## AIM
Starting at the line below that contains "Task: place a pin on each instance of the girl's bare", print each line through the end of the records exactly as it appears.

======== MATERIAL ========

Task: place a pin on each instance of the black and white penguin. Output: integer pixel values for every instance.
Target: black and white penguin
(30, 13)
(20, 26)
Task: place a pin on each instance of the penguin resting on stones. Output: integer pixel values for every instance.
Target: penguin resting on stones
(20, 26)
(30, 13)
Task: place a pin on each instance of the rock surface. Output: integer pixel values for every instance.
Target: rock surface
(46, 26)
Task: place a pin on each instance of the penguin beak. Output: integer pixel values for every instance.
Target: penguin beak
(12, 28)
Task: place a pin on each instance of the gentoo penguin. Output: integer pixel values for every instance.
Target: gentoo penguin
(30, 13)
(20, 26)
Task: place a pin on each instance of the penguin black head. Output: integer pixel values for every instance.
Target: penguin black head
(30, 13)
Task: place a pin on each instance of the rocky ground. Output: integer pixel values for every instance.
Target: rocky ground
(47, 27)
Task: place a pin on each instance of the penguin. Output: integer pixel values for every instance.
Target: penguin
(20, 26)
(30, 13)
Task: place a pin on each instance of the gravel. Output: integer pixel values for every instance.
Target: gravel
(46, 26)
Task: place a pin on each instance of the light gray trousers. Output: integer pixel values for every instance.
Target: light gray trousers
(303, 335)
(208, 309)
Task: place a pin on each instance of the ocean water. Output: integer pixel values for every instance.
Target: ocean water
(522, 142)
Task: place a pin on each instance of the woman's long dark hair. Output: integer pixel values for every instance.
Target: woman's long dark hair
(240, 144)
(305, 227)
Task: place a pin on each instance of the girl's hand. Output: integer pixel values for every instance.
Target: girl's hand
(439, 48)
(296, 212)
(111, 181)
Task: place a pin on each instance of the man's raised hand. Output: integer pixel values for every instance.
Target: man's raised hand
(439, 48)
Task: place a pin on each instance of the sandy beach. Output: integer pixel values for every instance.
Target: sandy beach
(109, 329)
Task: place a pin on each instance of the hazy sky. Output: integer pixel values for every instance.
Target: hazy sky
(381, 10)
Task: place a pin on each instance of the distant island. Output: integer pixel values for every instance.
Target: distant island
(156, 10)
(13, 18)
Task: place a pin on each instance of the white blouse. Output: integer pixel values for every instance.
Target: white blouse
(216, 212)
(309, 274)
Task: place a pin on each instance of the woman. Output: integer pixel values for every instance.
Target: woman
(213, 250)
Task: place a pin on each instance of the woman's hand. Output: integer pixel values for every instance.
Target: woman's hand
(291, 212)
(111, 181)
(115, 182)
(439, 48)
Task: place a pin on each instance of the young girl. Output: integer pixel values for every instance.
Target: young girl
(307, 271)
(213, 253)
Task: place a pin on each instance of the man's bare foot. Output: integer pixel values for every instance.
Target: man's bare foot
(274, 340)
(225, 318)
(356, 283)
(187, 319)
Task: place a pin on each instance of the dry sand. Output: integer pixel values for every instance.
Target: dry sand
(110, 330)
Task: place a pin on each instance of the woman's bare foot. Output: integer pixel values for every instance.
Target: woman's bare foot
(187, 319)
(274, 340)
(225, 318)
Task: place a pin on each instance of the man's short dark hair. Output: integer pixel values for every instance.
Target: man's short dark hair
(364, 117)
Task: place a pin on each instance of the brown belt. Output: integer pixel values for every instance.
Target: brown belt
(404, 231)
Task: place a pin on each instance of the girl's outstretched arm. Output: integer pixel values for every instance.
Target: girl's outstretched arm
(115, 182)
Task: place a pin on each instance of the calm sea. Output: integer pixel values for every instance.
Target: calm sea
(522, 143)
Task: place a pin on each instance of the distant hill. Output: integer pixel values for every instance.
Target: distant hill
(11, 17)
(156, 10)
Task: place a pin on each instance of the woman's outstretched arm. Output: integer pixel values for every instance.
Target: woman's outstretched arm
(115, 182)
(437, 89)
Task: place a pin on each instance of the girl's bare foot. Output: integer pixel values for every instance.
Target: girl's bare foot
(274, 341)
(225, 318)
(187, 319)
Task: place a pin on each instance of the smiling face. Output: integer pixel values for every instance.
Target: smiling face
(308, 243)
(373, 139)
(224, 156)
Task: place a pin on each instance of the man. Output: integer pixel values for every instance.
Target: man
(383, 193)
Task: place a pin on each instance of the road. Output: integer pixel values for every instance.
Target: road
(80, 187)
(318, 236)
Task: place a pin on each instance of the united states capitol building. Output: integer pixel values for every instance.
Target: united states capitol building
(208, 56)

========

## TASK RESULT
Task: place a pin on each instance of the girl's bare foot. Output: integer pixel values for every instance.
Target: girl's bare foot
(274, 341)
(225, 318)
(187, 319)
Task: place a pin on each instance of the smiling face. Output: integer pixel values for every instance.
Target: smiling face
(308, 243)
(373, 139)
(224, 156)
Task: place a pin on each instance of the man. Output: integer pixel values for every instance.
Target: man
(383, 193)
Task: place a pin on each instance of the road. Output: integer pixel values for every instance.
Target: road
(80, 187)
(318, 236)
Task: place a pin on each instance of the united states capitol building. Output: integer pixel values for every instance.
Target: united states capitol building
(208, 56)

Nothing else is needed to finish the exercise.